*** Opening GIVEN DATA ***

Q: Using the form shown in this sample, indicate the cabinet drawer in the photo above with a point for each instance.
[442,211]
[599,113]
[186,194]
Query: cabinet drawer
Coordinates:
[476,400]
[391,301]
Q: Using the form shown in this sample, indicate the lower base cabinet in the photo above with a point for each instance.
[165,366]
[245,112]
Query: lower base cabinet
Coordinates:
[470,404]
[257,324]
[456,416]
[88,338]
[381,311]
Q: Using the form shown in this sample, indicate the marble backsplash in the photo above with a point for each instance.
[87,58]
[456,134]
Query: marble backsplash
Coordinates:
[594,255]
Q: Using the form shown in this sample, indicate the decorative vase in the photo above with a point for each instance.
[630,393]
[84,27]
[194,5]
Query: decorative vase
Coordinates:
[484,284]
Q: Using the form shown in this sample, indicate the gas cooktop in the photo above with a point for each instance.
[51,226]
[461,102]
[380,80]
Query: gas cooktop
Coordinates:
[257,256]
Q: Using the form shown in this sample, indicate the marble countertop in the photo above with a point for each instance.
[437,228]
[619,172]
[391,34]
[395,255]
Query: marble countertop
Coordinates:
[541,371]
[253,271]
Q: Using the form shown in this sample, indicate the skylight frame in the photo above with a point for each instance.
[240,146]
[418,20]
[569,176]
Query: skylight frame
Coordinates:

*** Closing GIVEN DATA ***

• PROBLEM DESCRIPTION: Each line of the listing is to be repeated without alteration.

• EXERCISE ANSWER:
Q: Using the form shown in this sample, indicate the cabinet drawer in the photo above with a point for each instance.
[442,211]
[599,113]
[186,194]
Query: cabinet drawer
Coordinates:
[476,400]
[391,301]
Q: Using the form shown in this sample, indicate the lower base cabinet in the photo above with a point for each instance.
[165,366]
[245,112]
Query: lower base cabinet
Coordinates:
[470,404]
[257,324]
[456,416]
[88,338]
[381,311]
Q: Using the form shown in this sample, indicate the marble backsplash in the photo above with a point for each instance.
[87,58]
[456,134]
Query: marble backsplash
Coordinates:
[594,255]
Q: Using the form shown in this sample, indicate the decorative vase in the photo above with a point for each instance.
[630,393]
[84,27]
[194,5]
Query: decorative vase
Coordinates:
[484,284]
Q: Using the form shown in this sample, indicate the gas cooktop in the photo above with a point for each instance.
[51,226]
[461,102]
[380,80]
Query: gas cooktop
Coordinates:
[257,256]
Q: Using the form shown in this sample, indicate the marble countertop in the photo above with a point for each instance.
[437,228]
[619,172]
[391,34]
[395,255]
Query: marble countertop
Coordinates:
[541,371]
[253,271]
Q: Using the form shown in this sample, indicate the skylight frame in the photo above with a point for each instance.
[240,146]
[418,20]
[569,176]
Query: skylight frame
Coordinates:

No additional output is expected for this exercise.